Re: fadvise DONTNEED implementation (or lack thereof)
From: Minchan Kim
Date: Mon Nov 15 2010 - 04:05:26 EST
On Mon, Nov 15, 2010 at 5:47 PM, Peter Zijlstra <peterz@xxxxxxxxxxxxx> wrote:
> On Mon, 2010-11-15 at 15:07 +0900, Minchan Kim wrote:
>> On Sun, Nov 14, 2010 at 2:09 PM, KOSAKI Motohiro
>> <kosaki.motohiro@xxxxxxxxxxxxxx> wrote:
>> >> On Tue, 9 Nov 2010 16:28:02 +0900 (JST), KOSAKI Motohiro <kosaki.motohiro@xxxxxxxxxxxxxx> wrote:
>> >> > So, I don't think application developers will use fadvise() aggressively
>> >> > because we don't have a cross platform agreement of a fadvice behavior.
>> >> >
>> >> I strongly disagree. For a long time I have been trying to resolve
>> >> interactivity issues caused by my rsync-based backup script. Many kernel
>> >> developers have said that there is nothing the kernel can do without
>> >> more information from user-space (e.g. cgroups, madvise). While cgroups
>> >> help, the fix is round-about at best and requires configuration where
>> >> really none should be necessary. The easiest solution for everyone
>> >> involved would be for rsync to use FADV_DONTNEED. The behavior doesn't
>> >> need to be perfectly consistent between platforms for the flag to be
>> >> useful so long as each implementation does something sane to help
>> >> use-once access patterns.

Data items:
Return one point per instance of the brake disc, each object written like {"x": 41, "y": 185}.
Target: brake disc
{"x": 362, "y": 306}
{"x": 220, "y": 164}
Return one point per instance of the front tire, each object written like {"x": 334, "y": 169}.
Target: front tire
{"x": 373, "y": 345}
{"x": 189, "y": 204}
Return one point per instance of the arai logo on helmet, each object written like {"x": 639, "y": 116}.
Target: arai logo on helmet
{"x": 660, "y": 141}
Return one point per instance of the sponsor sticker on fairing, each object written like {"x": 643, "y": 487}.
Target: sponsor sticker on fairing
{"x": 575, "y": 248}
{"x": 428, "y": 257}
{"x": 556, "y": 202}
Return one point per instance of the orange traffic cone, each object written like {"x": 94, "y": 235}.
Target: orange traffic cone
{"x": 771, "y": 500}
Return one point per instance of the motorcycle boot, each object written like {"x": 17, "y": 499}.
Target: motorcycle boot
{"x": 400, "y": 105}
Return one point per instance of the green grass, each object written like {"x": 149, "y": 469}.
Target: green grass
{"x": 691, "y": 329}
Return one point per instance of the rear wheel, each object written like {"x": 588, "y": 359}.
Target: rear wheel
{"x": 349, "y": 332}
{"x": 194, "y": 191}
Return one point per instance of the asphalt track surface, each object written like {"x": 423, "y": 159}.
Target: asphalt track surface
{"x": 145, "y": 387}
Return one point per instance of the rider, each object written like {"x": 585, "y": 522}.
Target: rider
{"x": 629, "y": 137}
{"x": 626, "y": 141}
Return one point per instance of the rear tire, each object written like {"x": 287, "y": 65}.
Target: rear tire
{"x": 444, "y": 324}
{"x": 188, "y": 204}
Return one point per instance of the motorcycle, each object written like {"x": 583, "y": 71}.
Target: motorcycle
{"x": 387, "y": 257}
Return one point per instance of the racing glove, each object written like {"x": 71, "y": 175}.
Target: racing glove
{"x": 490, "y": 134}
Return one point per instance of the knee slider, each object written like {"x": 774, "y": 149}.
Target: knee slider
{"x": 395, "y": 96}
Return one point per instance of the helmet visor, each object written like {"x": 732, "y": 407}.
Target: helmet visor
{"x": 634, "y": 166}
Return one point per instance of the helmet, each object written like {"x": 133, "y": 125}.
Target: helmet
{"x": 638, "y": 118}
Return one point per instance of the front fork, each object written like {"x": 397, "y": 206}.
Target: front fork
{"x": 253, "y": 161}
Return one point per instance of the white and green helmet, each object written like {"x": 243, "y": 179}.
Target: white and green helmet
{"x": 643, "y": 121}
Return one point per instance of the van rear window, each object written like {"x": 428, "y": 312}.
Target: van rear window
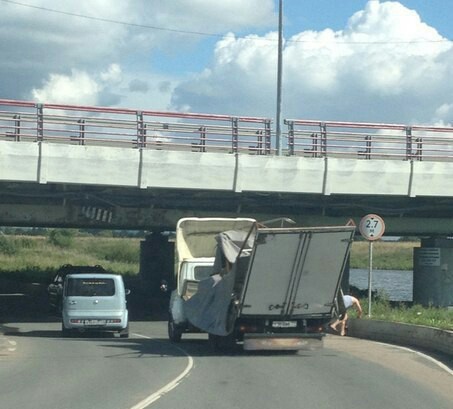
{"x": 90, "y": 287}
{"x": 202, "y": 272}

- _REQUIREMENT 1_
Copy the entries word for word, starting at the line containing "Return one point per instance of the asphalt" and going down to the last entry, with both ends included. Leave the pictures out.
- _REQUIREMENT 2_
Resume the mailing-list message about the fadvise DONTNEED implementation, starting right after its last sentence.
The text and the entries have no connection to each other.

- _RESPONSE 1_
Return one point per instance of the asphalt track surface, each object written like {"x": 423, "y": 159}.
Target: asphalt track surface
{"x": 145, "y": 387}
Return one point per instance of the rider, each object written like {"x": 585, "y": 522}.
Target: rider
{"x": 629, "y": 137}
{"x": 626, "y": 141}
Return one point per instance of the rear tire, each object written like {"x": 287, "y": 65}.
Target: rear tire
{"x": 444, "y": 324}
{"x": 188, "y": 204}
Return one point per instance of the motorcycle, each object written like {"x": 583, "y": 71}.
Target: motorcycle
{"x": 387, "y": 257}
Return one point per instance of the racing glove, each object written like {"x": 71, "y": 175}.
Target: racing glove
{"x": 490, "y": 134}
Return one point per instance of the knee slider, each object written like {"x": 774, "y": 149}.
Target: knee slider
{"x": 395, "y": 96}
Return one point per instance of the helmet visor, each object written like {"x": 732, "y": 407}.
Target: helmet visor
{"x": 634, "y": 166}
Return one point per instance of the helmet, each object written like {"x": 133, "y": 125}.
Target: helmet
{"x": 638, "y": 118}
Return one point per instance of the front fork, each object written like {"x": 397, "y": 206}.
Target: front fork
{"x": 253, "y": 161}
Return one point per instance of the white and green helmet, each object written like {"x": 243, "y": 179}.
Target: white and green helmet
{"x": 643, "y": 121}
Return one point per instance of the van rear window, each object written like {"x": 428, "y": 312}.
Target: van rear window
{"x": 90, "y": 287}
{"x": 202, "y": 272}

- _RESPONSE 2_
>> >>
>> >> People seem to mention frequently that there are no users of
>> >> FADV_DONTNEED and therefore we don't need to implement it. It seems like
>> >> this is ignoring an obvious catch-22. Currently rsync has no fadvise
>> >> support at all, since using[1] the implemented hints to get the desired
>> >> effect is far too complicated^M^M^M^Mhacky to be considered
>> >> merge-worthy. Considering the number of Google hits returned for
>> >> fadvise, I wouldn't be surprised if there were countless other projects
>> >> with this same difficulty. We want to be able to tell the kernel about
>> >> our useage patterns, but the kernel won't listen.
>> >
>> > Because we have an alternative solution already. please try memcgroup :)
>
> Using memcgroup for this is utter crap, it just contains the trainwreck,
> it doesn't solve it in any way.
>
>> I think memcg could be a solution of them but fundamental solution is
>> that we have to cure it in VM itself.
>> I feel it's absolutely absurd to enable and use memcg for amending it.
>
> Agreed..
>
>> I wonder what's the problem in Peter's patch 'drop behind'.
>> http://www.mail-archive.com/linux-kernel@xxxxxxxxxxxxxxx/msg179576.html
>>
>> Could anyone tell me why it can't accept upstream?
>
> Read the thread, its quite clear nobody got convinced it was a good idea
> and wanted to fix the use-once policy, then Rik rewrote all of
> page-reclaim.
>
Thanks for the information.
I hope this is a chance to rethink about it.
Rik, Could you give us to any comment about this idea?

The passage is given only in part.